◆ **DATASET RECORDS**:
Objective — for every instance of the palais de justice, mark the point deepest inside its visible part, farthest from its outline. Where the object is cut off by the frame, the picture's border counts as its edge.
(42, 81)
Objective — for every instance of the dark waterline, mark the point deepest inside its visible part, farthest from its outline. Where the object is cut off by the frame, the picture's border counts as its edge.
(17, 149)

* * *

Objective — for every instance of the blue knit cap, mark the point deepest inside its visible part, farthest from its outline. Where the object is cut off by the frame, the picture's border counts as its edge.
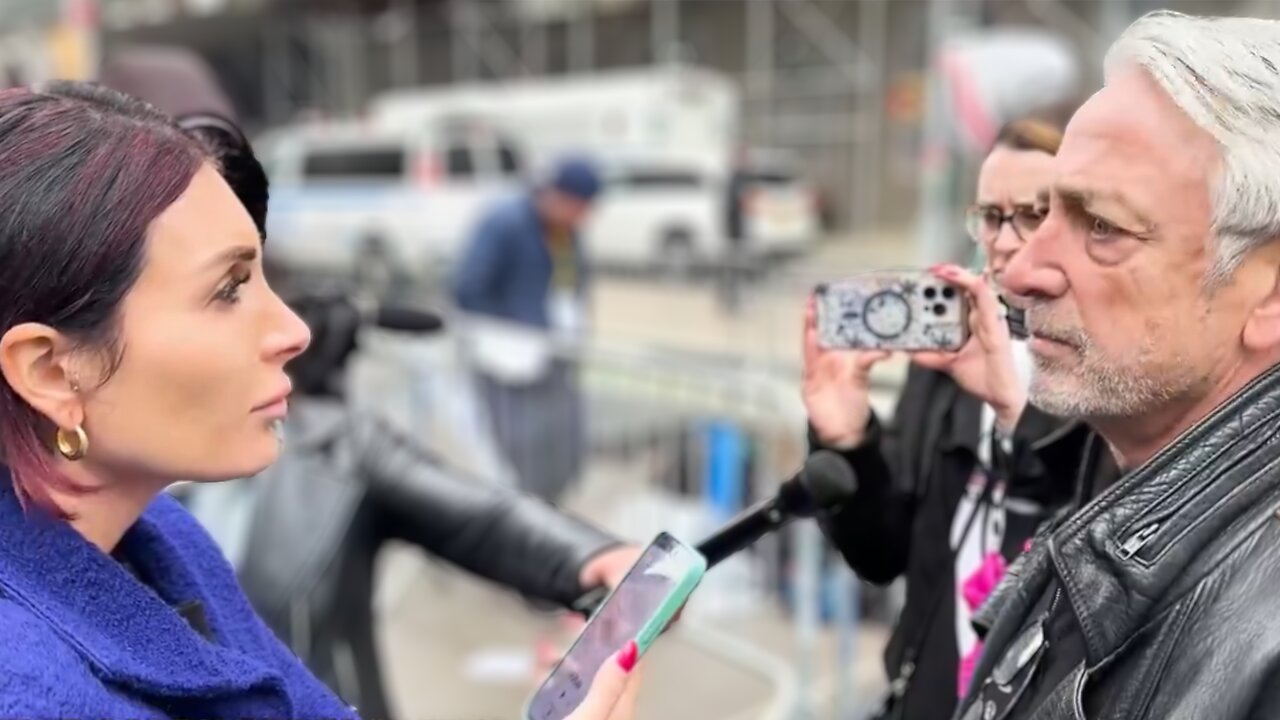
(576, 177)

◆ **SET EXERCISE**:
Locate each line in the records that contains the word "justice" and copy those lines out in full.

◆ **THE REPLY**:
Objective — for every instance of the palais de justice, mark the point deepest inside its visible part, farthest from its outline. Where the object is cut off by the frame, the picture's border counts as its edge.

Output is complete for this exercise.